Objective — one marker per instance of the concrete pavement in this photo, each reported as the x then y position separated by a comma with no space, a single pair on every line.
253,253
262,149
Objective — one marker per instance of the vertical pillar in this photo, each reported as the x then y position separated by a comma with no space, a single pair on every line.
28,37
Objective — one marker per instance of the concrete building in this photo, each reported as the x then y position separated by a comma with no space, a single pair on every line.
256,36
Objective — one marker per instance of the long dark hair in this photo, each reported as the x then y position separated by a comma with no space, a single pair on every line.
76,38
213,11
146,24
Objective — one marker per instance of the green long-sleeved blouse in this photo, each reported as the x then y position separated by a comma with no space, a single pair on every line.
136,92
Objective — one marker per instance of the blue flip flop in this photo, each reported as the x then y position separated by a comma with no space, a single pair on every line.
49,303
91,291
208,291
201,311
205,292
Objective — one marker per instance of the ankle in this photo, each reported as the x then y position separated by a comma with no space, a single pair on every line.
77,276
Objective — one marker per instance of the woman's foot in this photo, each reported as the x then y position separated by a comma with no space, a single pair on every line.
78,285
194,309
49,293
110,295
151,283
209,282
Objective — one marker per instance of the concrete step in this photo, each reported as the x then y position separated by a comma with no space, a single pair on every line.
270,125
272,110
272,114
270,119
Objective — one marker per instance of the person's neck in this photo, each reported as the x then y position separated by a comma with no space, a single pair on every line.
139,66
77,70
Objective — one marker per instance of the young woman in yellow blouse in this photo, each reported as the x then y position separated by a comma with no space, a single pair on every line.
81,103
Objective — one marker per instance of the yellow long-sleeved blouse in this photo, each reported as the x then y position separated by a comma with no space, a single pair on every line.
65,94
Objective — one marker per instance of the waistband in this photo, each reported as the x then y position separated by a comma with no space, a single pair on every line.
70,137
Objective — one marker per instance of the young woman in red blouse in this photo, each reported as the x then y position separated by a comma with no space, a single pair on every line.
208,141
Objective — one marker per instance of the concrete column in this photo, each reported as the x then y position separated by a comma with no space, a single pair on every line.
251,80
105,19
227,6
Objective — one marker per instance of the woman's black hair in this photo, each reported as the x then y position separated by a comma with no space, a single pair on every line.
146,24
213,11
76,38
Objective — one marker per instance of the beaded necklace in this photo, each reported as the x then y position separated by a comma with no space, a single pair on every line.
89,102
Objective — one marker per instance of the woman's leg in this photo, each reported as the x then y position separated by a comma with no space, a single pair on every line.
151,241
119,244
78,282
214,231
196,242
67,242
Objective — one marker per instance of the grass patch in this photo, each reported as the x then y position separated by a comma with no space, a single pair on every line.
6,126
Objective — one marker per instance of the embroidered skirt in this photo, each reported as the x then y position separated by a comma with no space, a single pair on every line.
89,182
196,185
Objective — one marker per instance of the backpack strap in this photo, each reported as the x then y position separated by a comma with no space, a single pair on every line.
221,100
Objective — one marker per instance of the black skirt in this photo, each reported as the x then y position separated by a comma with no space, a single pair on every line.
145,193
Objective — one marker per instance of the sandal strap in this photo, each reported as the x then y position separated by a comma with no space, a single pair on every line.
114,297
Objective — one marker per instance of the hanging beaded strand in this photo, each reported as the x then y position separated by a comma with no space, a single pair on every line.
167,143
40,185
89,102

===

— EXERCISE OBJECTIVE —
Give back exactly the lines running from the line containing "woman in red" through the end of the material above, both included, and nothing beyond them.

— FINISHED EXERCISE —
Objective — one marker per instance of the young woman in red blouse in this photo, each reported as the x then y position separated by a comma with no space, a single pair on every line.
208,141
Objective — one marker per instance of the concrete column in this photo, each reported as the x then y position separated by a comma with no space, a single pair on every line.
251,80
105,19
227,6
Objective — one marker per instance of the woman's black hair in this photo, each reported as the x then y position separated by a comma with no space, a single pair on every line.
146,24
213,11
76,38
Objective — one marker per instance of the beaded necklace in this photo, each reported as the x then y position separated by a comma with no space, a single pair on every line.
89,102
Objective — one marker per instance of the woman's leg in this photo, each reported as the x then y position separated by a comma with no space, a single pair on every line.
151,241
119,244
78,282
214,231
196,242
67,242
Objective — one marker per instance of the grass patch in this photo, each reported as the x then y position separated by a comma with no space, a single pair on every line.
6,126
Objective — one marker per instance of the embroidered skirt in this photo, each reported as the x then y position separated by a comma with no space, a single pair on every line.
89,182
196,185
Objective — one marker per instance of the backpack strap in this photo, each reported as the x then y position separated by a comma with no space, a single pair on every line.
221,100
Objective — one marker per instance of the black skirt in this photo, each reported as the x then y position separated by a comma with no space, a single pair on every line.
145,193
Objective — one marker per instance of the sandal strap in this photo, each reported as the x then y position separated by a comma with no space, a single pair on every line.
114,297
Objective — one marker per instance of the hanging beaded strand in this photo, each reported as the x then y position separated by a comma with no space, a single pair on every line.
167,143
40,185
89,102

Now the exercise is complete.